3. What does the hypothesis that Camillo's idea was to make the human mind a universal library, an encyclopaedia of knowledge to be activated by the theatre of memory as a reminder, as a way of operating, really mean It is by no means true that Camillo's scope was to create hypermnemonic beings, that he would have seen the realisation of his project in people memorising whole books. Since the invention of the press, and particularly with the development of new communications technologies, the human mind has been becoming the master, the supervisor of knowledge; to recognize the texts, to know how to get to them and how to use them in a creative manner is more important than to memorise them. Camillo is the topographer / cartographer of memory. the imperative of today is not to "memorise" in cathegories, but to be able to locate the segments of memory - herein lies Camillo's modernity: "Memory not as something passive, as, so to speak, bumping into objects placed in the immersive surroundings, but as an activity that engages and builds the time pattern that enables the experience of the past (as a story for the present). Because the past as something bygone simply does not exist in art, and particularly in electronic, cybernetic art." (Strehovec, 9) Fuentes added a poetic dimension to Camillo's amazing character. Fuentes' Camillo wants to know what to do with memory, how could it be of any use to us. Fuentes stratifies memory, putting, through Camillo's mouth, in the first place the memory of events that never happened, but could have happened. this is the most perfect of memories: "the images of my theatre include all the possibilities of the past, but represent also all the possibilities of the future, because if we know that which never occurred, we will know what yearns to come into being at all costs... History repeats itself only because we are not aware of the other possibility of every historical event... And if we knew history, we could prevent its repeating." (Fuentes, II, 85)

### EXCERPTED DATA
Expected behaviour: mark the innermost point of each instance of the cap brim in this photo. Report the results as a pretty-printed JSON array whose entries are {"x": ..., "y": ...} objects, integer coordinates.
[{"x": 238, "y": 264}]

--

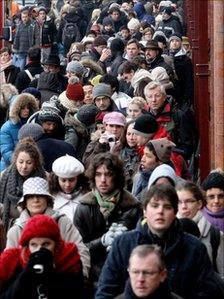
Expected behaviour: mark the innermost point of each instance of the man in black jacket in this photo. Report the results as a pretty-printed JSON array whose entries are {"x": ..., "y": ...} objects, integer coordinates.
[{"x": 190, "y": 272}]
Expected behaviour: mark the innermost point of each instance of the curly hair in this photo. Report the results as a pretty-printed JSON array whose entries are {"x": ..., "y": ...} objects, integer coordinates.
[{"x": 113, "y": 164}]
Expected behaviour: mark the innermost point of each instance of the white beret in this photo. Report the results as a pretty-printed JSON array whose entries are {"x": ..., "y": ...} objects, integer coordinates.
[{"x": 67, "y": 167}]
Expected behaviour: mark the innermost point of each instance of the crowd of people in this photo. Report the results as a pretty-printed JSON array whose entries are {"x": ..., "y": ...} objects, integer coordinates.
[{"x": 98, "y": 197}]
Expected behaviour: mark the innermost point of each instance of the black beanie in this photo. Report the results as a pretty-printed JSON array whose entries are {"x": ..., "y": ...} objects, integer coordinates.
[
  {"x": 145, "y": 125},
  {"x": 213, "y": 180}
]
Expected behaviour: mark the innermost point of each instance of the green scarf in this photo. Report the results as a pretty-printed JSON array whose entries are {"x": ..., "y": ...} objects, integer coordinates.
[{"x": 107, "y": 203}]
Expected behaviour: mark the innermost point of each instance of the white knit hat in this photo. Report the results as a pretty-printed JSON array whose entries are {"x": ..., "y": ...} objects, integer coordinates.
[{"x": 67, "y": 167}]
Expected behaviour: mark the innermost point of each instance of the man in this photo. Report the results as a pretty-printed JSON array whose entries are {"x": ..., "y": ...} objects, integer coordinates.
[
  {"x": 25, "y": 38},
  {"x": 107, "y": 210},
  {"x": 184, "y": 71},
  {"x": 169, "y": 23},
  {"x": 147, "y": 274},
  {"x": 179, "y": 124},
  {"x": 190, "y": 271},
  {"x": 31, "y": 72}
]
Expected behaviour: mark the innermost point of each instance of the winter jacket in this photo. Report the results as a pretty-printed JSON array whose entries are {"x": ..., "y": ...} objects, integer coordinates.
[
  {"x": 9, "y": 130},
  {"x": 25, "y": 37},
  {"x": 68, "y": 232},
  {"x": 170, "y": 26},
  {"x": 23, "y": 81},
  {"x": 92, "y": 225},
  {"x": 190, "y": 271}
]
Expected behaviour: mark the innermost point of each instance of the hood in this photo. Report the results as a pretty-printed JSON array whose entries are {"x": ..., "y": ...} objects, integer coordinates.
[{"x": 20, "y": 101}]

==

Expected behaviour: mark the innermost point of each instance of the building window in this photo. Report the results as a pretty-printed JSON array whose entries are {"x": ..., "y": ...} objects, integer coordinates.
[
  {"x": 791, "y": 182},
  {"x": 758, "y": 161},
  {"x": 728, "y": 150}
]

### TASKS TO COMPLETE
**A.** In the essay on Camillo's theatre of memory, which kind of memory does Fuentes put first?
**B.** Carry on the essay about Camillo's theatre of memory from the point where it stops.

### RESULTS BY TASK
**A.** The memory of events that never happened but could have happened.

**B.**
4. Every utopia has its productive dimension. U-topia is not to be reached, to be realised - the great paradox of Lewis Carroll: working on the map of Great Britain which was to comprise every object on the ground, the cartographers were obliged to work in ever smaller scale, until they came to the scale of 1:1, i.e. that the ideal map of Great Britain is Great Britain itself. the object itself is already its own ideal representation. U-topia is there to generate the desire, to make it persistent. U-topia is always a process, never the result.

5. Camillo's theatre of Memory is the object anticipating the Renaissance image of contemporary art, in which there are no boundaries among arts, in which cultures are intertwined vertically (pop-elite-ethno) and horizontally (interculturalism), in which art is linked to sciences, the media, social practices.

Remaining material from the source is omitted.